Software implementation
All methods were implemented originally in MATLAB Version 2008a. The methods for period estimation and significance testing were then independently implemented in Python and Pyrex, a language that generates C-code which is compiled into dynamically loaded Python extensions. The compiled versions substantially improve compute performance. The source code has been contributed to the open sourced genome biology toolkit PyCogent [43] and is available from the subversion repository. All genomic analyses were conducted using the Python implementation. All scripts used are available on request from the authors.
Biological data
Yeast genome sequence coordinates for nucleosome associated DNA were obtained from Lee et al [37], whose procedure we briefly summarise. This data set was generated by analysis of a micrococcal nuclease (MNase) digestion of whole yeast genomic chromatin that had been subjected to cross-linking of histones to DNA. The resulting purified DNA fragments were then hybridized to an Affymetrix probe array with a 4 bp resolution. A Hidden Markov Model was used for detecting regions corresponding to 'well-positioned', defined as spanning 31-38 probes, or 'fuzzy', defined as spanning 39 probes, nucleosomes. Linker regions were defined as those spanning between identified nucleosome positions. Coordinates for the well-positioned, fuzzy and linker regions were downloaded from http://chemogenomics.stanford.edu/supplements/03nuc/datasets.html (dataset S5). Since these regions differed in length, and statistical power of the period estimation methods are sensitive to length, we modified these sequence coordinates such that sequence fragments from each class were all exactly 150 bp long. Specifically, the sequence coordinates from Lee et al were adjusted by equivalent symmetric expansion (in the 5' and 3' directions) until the coordinates were exactly 150 bp long. Only sequence coordinates that were independent (did not overlap with any other coordinates) were used. The genomic sequences corresponding to these coordinates were downloaded from http://www.ebi.ac.uk/~huber/yetia/yetiadata/SGD-0508/ The total number of sequences in each class were: 31557 well-positioned nucleosomes; 41770 fuzzy nucleosomes; and 10465 linker regions. Mouse genomic sequences were obtained from Ensembl release 58.

INFORMATION
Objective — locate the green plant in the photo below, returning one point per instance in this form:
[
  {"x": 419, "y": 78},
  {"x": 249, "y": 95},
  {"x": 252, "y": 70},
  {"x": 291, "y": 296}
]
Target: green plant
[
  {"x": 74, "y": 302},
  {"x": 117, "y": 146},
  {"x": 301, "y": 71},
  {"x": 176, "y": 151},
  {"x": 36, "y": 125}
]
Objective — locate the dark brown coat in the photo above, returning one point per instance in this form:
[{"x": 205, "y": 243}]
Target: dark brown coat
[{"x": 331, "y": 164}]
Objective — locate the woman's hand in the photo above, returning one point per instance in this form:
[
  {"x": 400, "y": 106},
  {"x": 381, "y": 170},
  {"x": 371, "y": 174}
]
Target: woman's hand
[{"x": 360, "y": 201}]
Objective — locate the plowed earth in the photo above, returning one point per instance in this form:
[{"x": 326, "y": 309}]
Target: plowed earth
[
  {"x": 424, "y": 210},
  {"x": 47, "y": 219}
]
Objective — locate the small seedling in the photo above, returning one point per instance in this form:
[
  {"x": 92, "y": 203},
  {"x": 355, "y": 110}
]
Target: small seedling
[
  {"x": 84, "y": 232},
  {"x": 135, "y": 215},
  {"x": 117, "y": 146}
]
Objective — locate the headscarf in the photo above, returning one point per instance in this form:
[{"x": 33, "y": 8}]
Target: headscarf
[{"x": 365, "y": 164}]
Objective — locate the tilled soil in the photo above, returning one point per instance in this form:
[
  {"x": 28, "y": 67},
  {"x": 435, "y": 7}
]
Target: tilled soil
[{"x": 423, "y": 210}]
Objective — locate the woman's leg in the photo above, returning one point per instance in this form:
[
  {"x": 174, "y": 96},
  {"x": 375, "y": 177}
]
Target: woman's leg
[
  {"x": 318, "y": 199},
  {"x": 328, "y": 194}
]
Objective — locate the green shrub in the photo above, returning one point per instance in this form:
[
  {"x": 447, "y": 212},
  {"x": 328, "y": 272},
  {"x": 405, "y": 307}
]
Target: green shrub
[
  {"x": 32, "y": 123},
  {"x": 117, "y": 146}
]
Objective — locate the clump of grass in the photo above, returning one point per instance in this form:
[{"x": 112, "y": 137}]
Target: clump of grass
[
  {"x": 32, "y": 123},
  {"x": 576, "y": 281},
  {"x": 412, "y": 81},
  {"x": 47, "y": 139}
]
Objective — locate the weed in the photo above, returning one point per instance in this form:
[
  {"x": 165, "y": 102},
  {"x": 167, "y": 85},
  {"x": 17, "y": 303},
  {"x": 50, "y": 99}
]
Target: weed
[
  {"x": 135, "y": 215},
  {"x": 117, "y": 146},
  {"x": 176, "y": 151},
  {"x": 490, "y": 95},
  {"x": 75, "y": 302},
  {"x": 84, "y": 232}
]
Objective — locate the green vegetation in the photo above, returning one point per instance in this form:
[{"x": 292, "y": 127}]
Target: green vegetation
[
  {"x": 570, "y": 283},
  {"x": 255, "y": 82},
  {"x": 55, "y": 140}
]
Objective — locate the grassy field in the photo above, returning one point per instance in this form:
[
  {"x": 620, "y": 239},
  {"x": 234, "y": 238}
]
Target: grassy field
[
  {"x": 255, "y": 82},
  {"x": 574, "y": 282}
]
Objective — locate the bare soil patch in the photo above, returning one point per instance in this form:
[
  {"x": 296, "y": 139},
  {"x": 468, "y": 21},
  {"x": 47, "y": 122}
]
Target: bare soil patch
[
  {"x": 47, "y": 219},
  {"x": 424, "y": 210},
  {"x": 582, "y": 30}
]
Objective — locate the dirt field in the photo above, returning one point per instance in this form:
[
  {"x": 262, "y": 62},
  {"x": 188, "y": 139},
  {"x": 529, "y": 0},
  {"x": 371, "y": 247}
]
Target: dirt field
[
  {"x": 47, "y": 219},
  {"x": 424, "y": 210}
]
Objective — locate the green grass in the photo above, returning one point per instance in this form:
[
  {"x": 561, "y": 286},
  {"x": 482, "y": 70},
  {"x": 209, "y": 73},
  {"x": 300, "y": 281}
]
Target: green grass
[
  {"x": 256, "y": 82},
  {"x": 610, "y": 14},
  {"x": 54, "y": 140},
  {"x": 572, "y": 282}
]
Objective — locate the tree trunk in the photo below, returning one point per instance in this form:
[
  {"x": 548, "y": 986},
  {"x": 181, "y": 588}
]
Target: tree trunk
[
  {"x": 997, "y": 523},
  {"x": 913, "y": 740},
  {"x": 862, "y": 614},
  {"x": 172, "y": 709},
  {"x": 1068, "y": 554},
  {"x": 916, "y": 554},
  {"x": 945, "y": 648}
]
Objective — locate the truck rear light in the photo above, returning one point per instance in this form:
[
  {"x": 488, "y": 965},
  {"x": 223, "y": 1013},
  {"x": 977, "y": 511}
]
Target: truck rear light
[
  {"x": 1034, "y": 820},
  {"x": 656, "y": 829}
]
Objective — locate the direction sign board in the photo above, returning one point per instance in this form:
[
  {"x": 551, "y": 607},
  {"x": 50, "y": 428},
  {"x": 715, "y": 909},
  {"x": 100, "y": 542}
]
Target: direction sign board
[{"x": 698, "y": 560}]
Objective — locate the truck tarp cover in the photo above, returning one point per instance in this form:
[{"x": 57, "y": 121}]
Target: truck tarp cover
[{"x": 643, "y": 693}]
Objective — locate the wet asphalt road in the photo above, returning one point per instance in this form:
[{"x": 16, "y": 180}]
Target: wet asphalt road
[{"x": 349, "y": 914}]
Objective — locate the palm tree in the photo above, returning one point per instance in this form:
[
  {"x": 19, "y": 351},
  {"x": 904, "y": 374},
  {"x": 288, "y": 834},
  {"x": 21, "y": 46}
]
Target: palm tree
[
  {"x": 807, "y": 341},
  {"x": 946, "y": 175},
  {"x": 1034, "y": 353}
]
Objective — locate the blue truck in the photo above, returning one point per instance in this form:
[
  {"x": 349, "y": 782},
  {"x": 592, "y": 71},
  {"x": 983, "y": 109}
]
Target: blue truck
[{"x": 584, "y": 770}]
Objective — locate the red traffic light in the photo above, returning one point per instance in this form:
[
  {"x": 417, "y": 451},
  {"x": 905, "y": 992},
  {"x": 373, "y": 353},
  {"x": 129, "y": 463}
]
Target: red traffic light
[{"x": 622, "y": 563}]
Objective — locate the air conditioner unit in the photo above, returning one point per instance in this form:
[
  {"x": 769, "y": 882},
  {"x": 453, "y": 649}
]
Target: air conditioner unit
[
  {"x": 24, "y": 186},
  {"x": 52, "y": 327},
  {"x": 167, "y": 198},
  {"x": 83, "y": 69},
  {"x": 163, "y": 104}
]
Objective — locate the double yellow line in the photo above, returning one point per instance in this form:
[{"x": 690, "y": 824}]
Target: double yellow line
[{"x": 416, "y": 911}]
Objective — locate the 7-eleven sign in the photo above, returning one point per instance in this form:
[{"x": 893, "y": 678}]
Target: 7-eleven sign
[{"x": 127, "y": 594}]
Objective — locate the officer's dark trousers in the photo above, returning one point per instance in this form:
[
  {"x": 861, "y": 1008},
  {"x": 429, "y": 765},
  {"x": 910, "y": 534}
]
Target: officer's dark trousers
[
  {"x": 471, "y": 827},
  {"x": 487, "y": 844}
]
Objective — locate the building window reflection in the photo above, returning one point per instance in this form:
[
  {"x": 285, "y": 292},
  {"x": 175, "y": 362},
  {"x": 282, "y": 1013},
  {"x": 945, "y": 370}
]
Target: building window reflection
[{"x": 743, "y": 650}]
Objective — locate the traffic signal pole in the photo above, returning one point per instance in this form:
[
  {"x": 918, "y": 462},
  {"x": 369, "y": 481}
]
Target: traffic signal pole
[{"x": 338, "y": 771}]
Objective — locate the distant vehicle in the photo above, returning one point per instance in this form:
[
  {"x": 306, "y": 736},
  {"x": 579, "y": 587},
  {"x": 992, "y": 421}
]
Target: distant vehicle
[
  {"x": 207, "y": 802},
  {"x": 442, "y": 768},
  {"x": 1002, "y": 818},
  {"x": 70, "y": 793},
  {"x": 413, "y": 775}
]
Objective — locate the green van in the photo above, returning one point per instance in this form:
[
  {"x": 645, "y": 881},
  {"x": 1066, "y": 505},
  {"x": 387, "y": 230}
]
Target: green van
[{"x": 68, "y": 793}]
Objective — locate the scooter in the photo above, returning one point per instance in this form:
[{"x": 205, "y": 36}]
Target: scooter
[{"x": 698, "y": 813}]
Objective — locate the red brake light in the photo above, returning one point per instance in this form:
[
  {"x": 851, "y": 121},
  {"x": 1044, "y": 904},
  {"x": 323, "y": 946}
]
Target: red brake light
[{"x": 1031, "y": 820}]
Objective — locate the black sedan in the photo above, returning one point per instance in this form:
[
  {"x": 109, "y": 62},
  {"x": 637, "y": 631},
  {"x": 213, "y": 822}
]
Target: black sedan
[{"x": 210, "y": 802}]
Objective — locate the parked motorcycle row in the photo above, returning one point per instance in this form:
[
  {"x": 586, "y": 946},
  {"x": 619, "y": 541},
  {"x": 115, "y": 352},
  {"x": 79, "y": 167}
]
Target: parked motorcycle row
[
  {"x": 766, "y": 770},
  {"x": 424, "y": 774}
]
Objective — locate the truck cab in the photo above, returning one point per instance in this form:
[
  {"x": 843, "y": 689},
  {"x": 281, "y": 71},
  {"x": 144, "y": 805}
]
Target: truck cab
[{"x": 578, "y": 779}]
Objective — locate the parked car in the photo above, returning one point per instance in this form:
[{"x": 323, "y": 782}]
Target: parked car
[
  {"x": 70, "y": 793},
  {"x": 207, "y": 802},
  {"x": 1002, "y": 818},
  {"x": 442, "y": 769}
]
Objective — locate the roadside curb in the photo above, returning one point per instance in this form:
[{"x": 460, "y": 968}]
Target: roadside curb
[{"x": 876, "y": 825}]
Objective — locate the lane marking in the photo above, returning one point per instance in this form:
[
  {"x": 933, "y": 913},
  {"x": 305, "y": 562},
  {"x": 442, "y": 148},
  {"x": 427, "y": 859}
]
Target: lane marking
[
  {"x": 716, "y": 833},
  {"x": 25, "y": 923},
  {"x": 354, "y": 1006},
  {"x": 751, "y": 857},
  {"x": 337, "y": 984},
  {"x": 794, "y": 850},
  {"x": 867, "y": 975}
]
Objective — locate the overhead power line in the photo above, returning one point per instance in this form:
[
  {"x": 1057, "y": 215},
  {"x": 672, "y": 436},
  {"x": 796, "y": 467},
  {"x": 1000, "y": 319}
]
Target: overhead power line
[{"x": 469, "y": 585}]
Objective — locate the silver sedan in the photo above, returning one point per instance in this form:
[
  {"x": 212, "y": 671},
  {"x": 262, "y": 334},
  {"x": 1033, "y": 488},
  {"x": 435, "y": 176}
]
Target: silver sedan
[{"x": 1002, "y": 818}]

TASK SET
1 - In the methods text, copy word for word the part that opens with the words containing "Software implementation" and closes with "from the authors.".
2 - Answer these from the methods text:
(a) Which MATLAB version were all methods first written in?
(b) How long, in bp, was each sequence fragment after the coordinates were adjusted?
(c) Which Ensembl release supplied the mouse genomic sequences?
3 - List every class of sequence in the methods text's total count, each with its number of sequences.

SOLUTIONS FOR EACH TASK
1 -
Software implementation
All methods were implemented originally in MATLAB Version 2008a. The methods for period estimation and significance testing were then independently implemented in Python and Pyrex, a language that generates C-code which is compiled into dynamically loaded Python extensions. The compiled versions substantially improve compute performance. The source code has been contributed to the open sourced genome biology toolkit PyCogent [43] and is available from the subversion repository. All genomic analyses were conducted using the Python implementation. All scripts used are available on request from the authors.

2 -
(a) MATLAB Version 2008a
(b) 150 bp
(c) Ensembl release 58

3 -
Well-positioned nucleosomes: 31557
Fuzzy nucleosomes: 41770
Linker regions: 10465